Set exercise:
Return the listing below exactly, with the pictures dropped.

=== Data rows ===

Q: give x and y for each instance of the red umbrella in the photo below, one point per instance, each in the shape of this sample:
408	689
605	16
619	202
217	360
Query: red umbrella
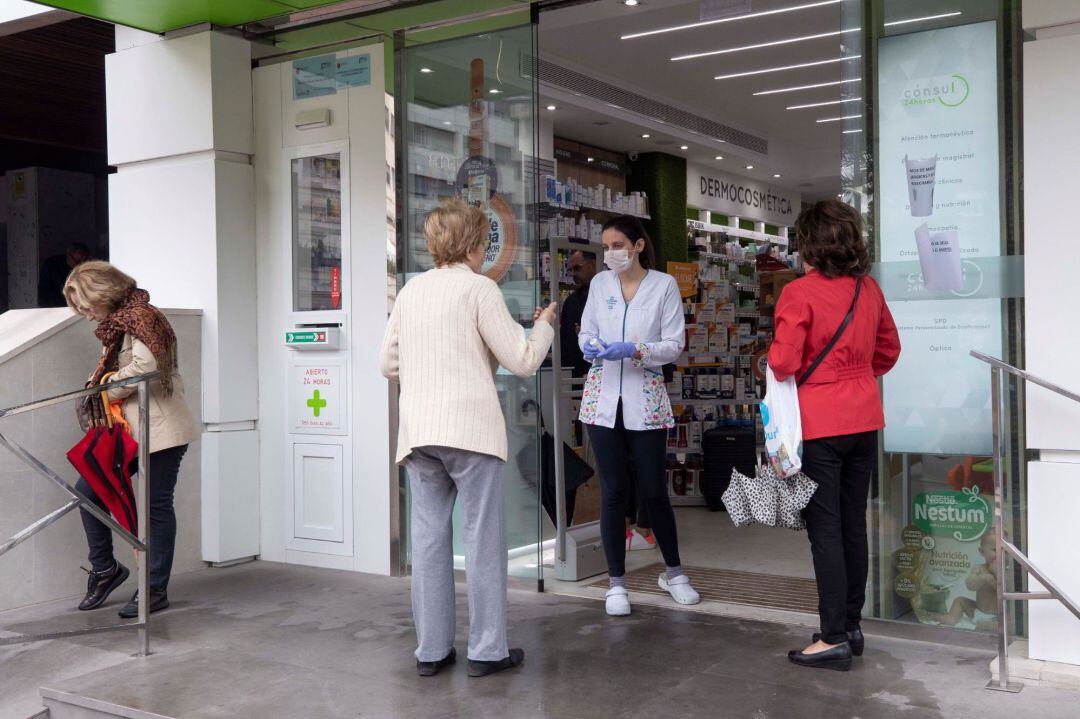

===

Solution to this task:
Q: give x and y for each instance of the red umbrella in the photo below, one point per instance, each in the shape of this sample:
408	689
605	16
619	202
217	360
Query: red umbrella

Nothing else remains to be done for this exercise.